→ **SET EXERCISE**
Return every line of the rows below that contains the word "trace".
+---+
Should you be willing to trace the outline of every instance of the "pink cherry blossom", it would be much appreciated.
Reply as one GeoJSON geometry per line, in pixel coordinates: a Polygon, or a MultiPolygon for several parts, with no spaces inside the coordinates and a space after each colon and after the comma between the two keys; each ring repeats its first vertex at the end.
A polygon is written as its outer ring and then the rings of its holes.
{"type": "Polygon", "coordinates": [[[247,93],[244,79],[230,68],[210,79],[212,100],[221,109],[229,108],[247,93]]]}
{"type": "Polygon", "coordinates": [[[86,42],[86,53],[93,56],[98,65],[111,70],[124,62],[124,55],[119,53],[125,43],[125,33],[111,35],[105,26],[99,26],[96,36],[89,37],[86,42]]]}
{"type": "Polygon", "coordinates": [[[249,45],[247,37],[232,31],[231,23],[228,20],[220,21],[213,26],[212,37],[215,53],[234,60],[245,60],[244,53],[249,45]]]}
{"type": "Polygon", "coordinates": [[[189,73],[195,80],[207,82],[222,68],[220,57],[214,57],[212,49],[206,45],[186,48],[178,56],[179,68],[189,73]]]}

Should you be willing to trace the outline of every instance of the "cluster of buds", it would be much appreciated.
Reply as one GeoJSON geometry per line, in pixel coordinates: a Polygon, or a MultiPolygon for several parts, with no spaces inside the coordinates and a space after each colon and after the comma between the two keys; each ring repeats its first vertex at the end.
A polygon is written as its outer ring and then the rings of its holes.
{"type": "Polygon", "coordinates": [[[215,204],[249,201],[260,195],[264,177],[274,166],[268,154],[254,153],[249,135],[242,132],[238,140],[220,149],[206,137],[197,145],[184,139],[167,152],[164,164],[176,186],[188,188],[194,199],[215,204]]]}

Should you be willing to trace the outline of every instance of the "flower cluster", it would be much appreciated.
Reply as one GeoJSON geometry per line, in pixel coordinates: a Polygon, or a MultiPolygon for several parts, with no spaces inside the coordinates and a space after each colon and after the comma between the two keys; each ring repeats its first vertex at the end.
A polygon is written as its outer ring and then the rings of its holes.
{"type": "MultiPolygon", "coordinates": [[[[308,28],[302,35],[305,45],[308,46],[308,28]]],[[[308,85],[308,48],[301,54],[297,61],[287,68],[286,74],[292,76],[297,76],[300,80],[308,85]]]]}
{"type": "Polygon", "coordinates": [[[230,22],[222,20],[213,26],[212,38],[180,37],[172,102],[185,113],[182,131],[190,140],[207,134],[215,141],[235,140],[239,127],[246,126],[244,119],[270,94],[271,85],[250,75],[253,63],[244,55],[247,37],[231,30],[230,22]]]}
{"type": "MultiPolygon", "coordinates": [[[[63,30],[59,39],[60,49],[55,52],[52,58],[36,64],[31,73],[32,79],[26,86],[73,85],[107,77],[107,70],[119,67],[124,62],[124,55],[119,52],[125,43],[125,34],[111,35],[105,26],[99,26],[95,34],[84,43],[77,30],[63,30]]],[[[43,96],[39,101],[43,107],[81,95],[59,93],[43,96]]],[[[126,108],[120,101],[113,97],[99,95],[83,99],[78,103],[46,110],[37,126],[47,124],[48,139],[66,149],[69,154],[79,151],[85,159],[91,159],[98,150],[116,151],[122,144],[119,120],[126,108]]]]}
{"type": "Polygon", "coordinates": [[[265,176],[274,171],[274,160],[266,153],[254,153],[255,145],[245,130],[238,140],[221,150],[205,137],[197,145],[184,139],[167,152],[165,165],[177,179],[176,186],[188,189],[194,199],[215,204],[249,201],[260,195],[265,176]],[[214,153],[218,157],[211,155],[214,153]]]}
+---+
→ **SOLUTION TO THIS TASK**
Should you be willing to trace the outline of every instance of the "pink cherry blossom", it would be much appreciated.
Should you be willing to trace the outline of every instance of the "cluster of buds", it would be much appreciated.
Should you be willing to trace the outline of every instance of the "flower cluster", it would be much appreciated.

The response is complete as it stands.